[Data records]
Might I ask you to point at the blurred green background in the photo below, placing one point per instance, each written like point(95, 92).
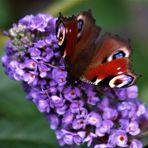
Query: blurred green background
point(21, 125)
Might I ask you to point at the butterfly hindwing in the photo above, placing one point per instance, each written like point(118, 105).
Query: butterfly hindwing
point(90, 58)
point(111, 62)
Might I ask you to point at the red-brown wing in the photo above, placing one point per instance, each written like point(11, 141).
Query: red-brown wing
point(79, 44)
point(110, 62)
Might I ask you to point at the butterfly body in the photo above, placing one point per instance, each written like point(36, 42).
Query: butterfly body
point(91, 58)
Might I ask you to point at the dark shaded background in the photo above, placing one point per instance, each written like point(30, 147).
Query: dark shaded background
point(21, 125)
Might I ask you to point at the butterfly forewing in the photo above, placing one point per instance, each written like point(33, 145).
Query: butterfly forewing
point(90, 58)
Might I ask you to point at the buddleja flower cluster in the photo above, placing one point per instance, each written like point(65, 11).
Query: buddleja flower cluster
point(77, 112)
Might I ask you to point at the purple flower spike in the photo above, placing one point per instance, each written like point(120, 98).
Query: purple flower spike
point(94, 119)
point(136, 144)
point(79, 113)
point(118, 138)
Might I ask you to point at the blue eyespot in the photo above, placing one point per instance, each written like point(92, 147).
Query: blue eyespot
point(119, 55)
point(79, 25)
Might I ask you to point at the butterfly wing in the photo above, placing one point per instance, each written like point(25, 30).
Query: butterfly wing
point(78, 46)
point(110, 63)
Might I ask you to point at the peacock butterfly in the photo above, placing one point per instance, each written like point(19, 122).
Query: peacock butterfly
point(90, 58)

The problem:
All pictures are to be dropped, and the records above returned exactly.

Exercise output:
Might I ask you to point at the blurred green background in the photo below, placing one point per instance, each written like point(95, 92).
Query: blurred green background
point(21, 125)
Might I ask you to point at the butterfly hindwing in the photo above, placing one point per instance, each written like point(118, 105).
Query: butterfly hindwing
point(90, 58)
point(111, 62)
Might I ask you to point at the red-brown wing in the photo above, placing one point per instance, each written like point(11, 141).
Query: red-brown wing
point(79, 44)
point(110, 62)
Might I ask you to point at the butterfly body in the photo above, placing one point per instance, each written like point(36, 42).
Query: butterfly body
point(91, 58)
Might I ask you to point at the dark shaded background in the photo above, placing one point per instance, each written like point(30, 147).
Query: dark shaded background
point(21, 125)
Might I ask you to point at the butterfly forewing in the photo above, placing one point per instance, each written like point(33, 145).
Query: butterfly forewing
point(90, 58)
Might I ask you to point at the buddleja flower cluster in the photo above, placing one point per instance, each written like point(65, 11).
Query: buddleja flower cluster
point(77, 112)
Might I ask you to point at the purple flower spike in the photo above, placing one point per instance, each written like point(120, 98).
Query: purple flower spike
point(94, 119)
point(136, 144)
point(79, 113)
point(118, 138)
Might I ask you to point at the blue eyespot in the photo above, placing one point per instance, each written like point(92, 147).
Query: blue eyespot
point(119, 55)
point(79, 25)
Might I ask you to point at the butterfly wing in the photo above, placing one point per instance, each written like point(25, 30).
Query: butterfly wing
point(78, 46)
point(110, 63)
Might I ask you to point at the peacock butterfly in the photo above, placing one point per instance, each written like point(19, 122).
Query: peacock butterfly
point(90, 58)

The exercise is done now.